Données d'entrée.
+ + +

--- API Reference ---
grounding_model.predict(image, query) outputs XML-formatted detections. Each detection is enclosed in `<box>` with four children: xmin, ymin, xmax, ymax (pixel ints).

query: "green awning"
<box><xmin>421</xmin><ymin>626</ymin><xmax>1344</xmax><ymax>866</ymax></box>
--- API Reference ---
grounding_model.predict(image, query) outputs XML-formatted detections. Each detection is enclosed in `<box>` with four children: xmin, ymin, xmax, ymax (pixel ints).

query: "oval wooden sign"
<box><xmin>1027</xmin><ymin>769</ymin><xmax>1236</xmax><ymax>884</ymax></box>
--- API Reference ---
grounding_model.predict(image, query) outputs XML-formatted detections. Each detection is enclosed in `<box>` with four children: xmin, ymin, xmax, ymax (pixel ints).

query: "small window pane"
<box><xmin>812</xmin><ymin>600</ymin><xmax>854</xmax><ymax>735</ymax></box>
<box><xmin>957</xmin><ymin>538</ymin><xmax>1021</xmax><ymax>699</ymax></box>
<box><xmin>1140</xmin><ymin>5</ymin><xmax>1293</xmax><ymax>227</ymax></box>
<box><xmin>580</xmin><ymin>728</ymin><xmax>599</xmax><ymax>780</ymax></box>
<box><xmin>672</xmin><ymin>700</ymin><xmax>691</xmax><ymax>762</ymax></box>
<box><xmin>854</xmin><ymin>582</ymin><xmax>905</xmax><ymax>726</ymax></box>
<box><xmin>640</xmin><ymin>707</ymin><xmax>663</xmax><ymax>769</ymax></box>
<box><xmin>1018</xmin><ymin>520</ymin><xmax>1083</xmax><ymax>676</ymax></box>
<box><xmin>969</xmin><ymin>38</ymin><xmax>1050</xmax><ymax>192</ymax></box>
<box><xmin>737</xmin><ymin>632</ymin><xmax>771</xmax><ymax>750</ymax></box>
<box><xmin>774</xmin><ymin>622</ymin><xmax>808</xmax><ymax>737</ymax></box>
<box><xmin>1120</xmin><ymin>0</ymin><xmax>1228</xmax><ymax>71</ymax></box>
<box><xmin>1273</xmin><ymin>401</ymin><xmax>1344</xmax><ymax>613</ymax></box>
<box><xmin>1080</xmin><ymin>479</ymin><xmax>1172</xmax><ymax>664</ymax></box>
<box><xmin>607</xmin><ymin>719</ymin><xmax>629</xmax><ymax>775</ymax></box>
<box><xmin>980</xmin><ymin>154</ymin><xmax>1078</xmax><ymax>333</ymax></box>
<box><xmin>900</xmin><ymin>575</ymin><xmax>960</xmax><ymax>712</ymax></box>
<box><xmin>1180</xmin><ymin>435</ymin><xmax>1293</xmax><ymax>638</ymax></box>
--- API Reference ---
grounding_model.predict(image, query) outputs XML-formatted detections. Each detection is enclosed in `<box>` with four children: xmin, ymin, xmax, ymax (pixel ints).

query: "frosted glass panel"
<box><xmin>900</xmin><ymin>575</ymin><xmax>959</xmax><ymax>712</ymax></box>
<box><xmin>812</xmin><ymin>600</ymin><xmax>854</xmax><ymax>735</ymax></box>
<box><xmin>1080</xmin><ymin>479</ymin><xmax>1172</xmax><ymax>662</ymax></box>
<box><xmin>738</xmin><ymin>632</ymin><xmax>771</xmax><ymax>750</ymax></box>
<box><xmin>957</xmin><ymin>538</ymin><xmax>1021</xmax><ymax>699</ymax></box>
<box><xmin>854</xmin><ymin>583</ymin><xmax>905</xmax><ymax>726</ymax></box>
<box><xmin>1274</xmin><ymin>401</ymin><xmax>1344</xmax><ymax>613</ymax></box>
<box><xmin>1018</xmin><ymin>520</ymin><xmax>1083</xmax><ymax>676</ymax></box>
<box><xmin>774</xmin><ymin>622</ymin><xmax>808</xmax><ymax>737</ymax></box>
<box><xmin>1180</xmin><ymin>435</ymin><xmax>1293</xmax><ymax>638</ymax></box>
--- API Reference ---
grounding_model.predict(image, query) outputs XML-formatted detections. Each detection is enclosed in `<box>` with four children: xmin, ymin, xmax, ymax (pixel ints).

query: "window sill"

+ + +

Objectif de l'exercice. Repérez dans les lignes ci-dessus chaque ligne qui contient la chaîne « window », puis recopiez-la.

Réponse attendue.
query: "small window pane"
query: "window sill"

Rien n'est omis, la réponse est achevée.